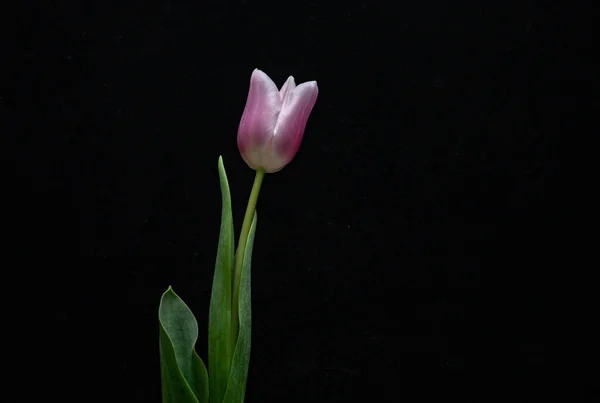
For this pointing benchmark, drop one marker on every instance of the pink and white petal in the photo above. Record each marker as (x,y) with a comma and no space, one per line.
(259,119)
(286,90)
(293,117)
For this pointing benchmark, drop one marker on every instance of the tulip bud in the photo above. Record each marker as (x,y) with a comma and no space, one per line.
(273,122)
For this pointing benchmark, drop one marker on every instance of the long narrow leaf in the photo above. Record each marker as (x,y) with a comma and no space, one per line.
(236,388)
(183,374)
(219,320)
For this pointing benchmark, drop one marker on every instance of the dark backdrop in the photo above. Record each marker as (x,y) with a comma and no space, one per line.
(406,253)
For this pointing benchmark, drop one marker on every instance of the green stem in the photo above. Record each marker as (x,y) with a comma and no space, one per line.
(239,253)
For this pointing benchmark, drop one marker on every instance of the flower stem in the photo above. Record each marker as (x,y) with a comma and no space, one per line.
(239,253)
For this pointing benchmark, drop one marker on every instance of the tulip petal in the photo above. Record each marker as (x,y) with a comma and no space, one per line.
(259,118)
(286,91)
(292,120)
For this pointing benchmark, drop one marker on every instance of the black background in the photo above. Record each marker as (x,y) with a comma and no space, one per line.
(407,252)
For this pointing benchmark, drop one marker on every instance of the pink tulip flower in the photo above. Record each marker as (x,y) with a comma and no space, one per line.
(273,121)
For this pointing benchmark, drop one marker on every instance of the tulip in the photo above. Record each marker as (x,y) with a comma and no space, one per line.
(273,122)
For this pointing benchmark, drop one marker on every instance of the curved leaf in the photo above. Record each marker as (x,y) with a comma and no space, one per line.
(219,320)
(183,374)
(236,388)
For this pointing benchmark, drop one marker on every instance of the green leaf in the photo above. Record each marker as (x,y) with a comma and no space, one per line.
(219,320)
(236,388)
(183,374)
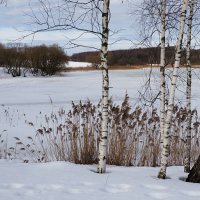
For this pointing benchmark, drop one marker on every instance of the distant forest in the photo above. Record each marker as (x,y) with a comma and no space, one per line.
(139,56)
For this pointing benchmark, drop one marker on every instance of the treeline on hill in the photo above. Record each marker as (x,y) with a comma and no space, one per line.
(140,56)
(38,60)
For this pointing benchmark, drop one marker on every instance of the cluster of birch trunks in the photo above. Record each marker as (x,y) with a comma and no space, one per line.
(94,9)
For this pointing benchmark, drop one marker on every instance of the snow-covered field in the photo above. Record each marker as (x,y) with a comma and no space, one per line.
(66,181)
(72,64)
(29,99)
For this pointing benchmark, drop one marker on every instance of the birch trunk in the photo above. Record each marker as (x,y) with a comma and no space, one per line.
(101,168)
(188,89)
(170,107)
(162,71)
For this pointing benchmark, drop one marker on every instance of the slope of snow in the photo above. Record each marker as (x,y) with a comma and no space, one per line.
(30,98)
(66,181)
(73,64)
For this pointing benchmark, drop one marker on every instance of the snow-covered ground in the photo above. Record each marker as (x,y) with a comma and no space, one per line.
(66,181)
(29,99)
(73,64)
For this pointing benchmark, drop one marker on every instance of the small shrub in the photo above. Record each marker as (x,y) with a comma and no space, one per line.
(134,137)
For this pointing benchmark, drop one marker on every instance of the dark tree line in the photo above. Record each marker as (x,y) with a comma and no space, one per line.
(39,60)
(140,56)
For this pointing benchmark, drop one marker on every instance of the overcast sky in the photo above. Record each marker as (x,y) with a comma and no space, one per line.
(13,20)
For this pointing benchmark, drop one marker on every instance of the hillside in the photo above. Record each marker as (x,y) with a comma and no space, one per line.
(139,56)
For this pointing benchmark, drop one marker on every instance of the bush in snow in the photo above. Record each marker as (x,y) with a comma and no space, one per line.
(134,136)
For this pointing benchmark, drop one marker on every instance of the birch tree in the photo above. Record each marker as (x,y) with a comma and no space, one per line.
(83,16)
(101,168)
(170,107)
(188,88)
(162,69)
# # #
| WHAT IS BEING ASKED |
Rewrite all of the material above with "pointing benchmark" changed to "pointing test" wherever it occurs, leaving everything else untouched. Omit the pictures.

| SOLUTION FOR THIS EXERCISE |
For this pointing test, drop one marker on every instance of the pink and white petal in the photo above. Record each marker as (x,y) with a comma and no space, one per line.
(259,119)
(286,90)
(293,117)
For this pointing test, drop one marker on every instance of the tulip bud in the photo above. Record each marker as (x,y) with a comma and no space, one per line.
(273,122)
For this pointing test, drop one marker on every instance of the long narrow leaf in the photo above. Record each marker as (x,y) with a comma and no space, one per line.
(236,388)
(183,374)
(219,320)
For this pointing test, drop one marker on every instance of the dark backdrop in the photo above. Record each marker as (x,y) with a comma and no space, one per line.
(406,253)
For this pointing test, drop one marker on every instance of the green stem in the photo above. Record each marker as (x,y) with a comma and no space, one per line.
(239,253)
For this pointing test, drop one marker on every instance of the flower stem in the photo above. Record each marker as (x,y) with a comma and no space, one per line.
(239,253)
For this pointing test, drop one marker on every instance of the tulip petal in the photo above. Record each marker as (x,y) with a comma and no space, one per line.
(259,118)
(286,91)
(292,120)
For this pointing test, drop one marker on every instance of the black background in the photo above. Record each marker as (x,y) with a comma and no space, one per line.
(407,252)
For this pointing test, drop one marker on every instance of the pink tulip flower in the photo above. Record each marker as (x,y) with a comma and no space, one per line.
(273,121)
For this pointing test, drop one marker on every instance of the tulip in the photo above. Record each marker as (x,y) with a comma and no space, one per line.
(273,122)
For this pointing test, drop one marker on every instance of the curved leaf in the photo above. Record each marker as (x,y) with a comma and no space, one per line.
(219,320)
(183,374)
(236,388)
For this pointing test, drop one marker on every instance of the green leaf in the photo above. Record each marker as (x,y) with a comma and no space, one per line.
(219,320)
(236,388)
(183,374)
For this pointing test, drop one marker on every instance of the distant forest in the photo above. Record each marker as (x,y) with a comma and no space, one per line.
(139,56)
For this pointing test, drop one marker on every instance of the treeline on hill in the photo above. Record each marker as (x,y) with a comma and no space, one per line.
(140,56)
(38,60)
For this pointing test, drop one marker on every instance of the cluster of birch trunks in the photo above. Record each marker as (x,y) with a comma and no space, one per line.
(94,9)
For this pointing test, drop one marker on every instance of the snow-covered field in the photo above. Record each marker as (x,y) with a comma and no space, one per line.
(66,181)
(72,64)
(29,99)
For this pointing test, drop one marker on every instance of the birch trunk in the photo above. Record each marker as (x,y) with a comma and no space, one per line.
(101,168)
(188,89)
(170,107)
(162,71)
For this pointing test, drop one marker on every instance of the slope of snow in the photo above. Record each marker as (x,y) with a comma and no space, one per line.
(30,98)
(66,181)
(73,64)
For this pointing test, drop one marker on every instance of the snow-covered ground in the photo above. Record each marker as (x,y) with a comma and no space, one per line.
(66,181)
(29,99)
(73,64)
For this pointing test, drop one marker on every instance of the small shrub in the photo above. Record each marker as (x,y) with a comma and no space, one per line.
(134,137)
For this pointing test, drop one marker on every instance of the dark tree line in the photo above. Record each marker as (x,y) with a comma and no space, one per line.
(39,60)
(140,56)
For this pointing test, drop one marker on every instance of the overcast sky in the photo above. Record each marker as (x,y) with a comma and no space, one per line.
(13,20)
For this pointing test, drop one marker on every instance of the hillside in the photo above. Record each marker as (x,y) with a comma and no space, one per line.
(139,56)
For this pointing test, drop one marker on every instance of the bush in snow in the photo above. Record each marker as (x,y) with a comma and no space, one per line.
(134,136)
For this pointing test, drop one marker on every instance of the birch tree in the photo above. Record each marker as (x,y) with a comma and no space, one per line.
(83,16)
(101,168)
(170,107)
(188,88)
(162,69)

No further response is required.